**QUOTED TEXT**
Take the 2-minute tour ×
Code Review Stack Exchange is a question and answer site for peer programmer code reviews. It's 100% free, no registration required.

I'm working on a Project Euler problem and am trying to get the smallest prime factor of a BigInteger:

private static BigInteger smallestPrimeFactor( BigInteger n ){
    for( BigInteger i = new BigInteger("2"); n.compareTo(i) >= 0 ; i = i.add(BigInteger.ONE) ){
        while( n.mod(i) == BigInteger.ZERO )
            return i;
        }
    }
    return BigInteger.ZERO;
}

I have basically just made adjustments to a code snippet I found online. They had something with n = n.divide(i), which I believe was to make things prime, but I wanted to save time just getting the smallest. Is there a better/faster way to go about doing this?

share|improve this question
    
@boxed__l it will be prime, because the lowest factor is always prime ... if it was not prime, then the lowest prime-factor of the non-prime value would have been checked already –  rolfl Jan 11 at 3:47
    
@rolfl Thanks for pointing that out. –  boxed__l Jan 11 at 3:50
    
@rofl... wow... Thank you! –  Sam Jan 11 at 3:54

3 Answers 3

up vote 2 down vote accepted

This is an interesting requirement, prime-factoring a BigInteger....

First up, though, you should never, never be doing identity comparisons on BigInteger.ZERO:

.... n.mod(i) == BigInteger.ZERO ...

This should be:

n.mod(i).equals(BigInteger.ZERO)

Second, why do you have a while-condition for your exit?

        while( n.mod(i) == BigInteger.ZERO )
            return i;
        }

That should be an if, surely?

EDIT: You should seriously consider having a pre-calculated set of prime numbers. You can get these lists from many places on the net. This will save a bunch of time. I have found a large number 123456789012345678987654351 which illustrates how slow these algorithms can be....

BigInteger arithmatic is much, much slower than primitive arithmatic. But, you can significantly reduce your BigInteger arithmatic.

**COLLECTED DATA**

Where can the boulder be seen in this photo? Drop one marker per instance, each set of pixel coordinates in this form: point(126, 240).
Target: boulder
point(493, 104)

**CHALLENGES**
1. Reproduce the stretch of the BigInteger thread from "Second, why do" through "your BigInteger arithmatic.", switching "pre-calculated" to "precomputed".
2. In the BigInteger thread, what expression does the accepted answer give in place of the identity comparison with BigInteger.ZERO?
Answer from the BigInteger thread alone.

**ANSWERS TO THE TASKS**
1.
Second, why do you have a while-condition for your exit?

        while( n.mod(i) == BigInteger.ZERO )
            return i;
        }

That should be an if, surely?

EDIT: You should seriously consider having a precomputed set of prime numbers. You can get these lists from many places on the net. This will save a bunch of time. I have found a large number 123456789012345678987654351 which illustrates how slow these algorithms can be....

BigInteger arithmatic is much, much slower than primitive arithmatic. But, you can significantly reduce your BigInteger arithmatic.

2. n.mod(i).equals(BigInteger.ZERO)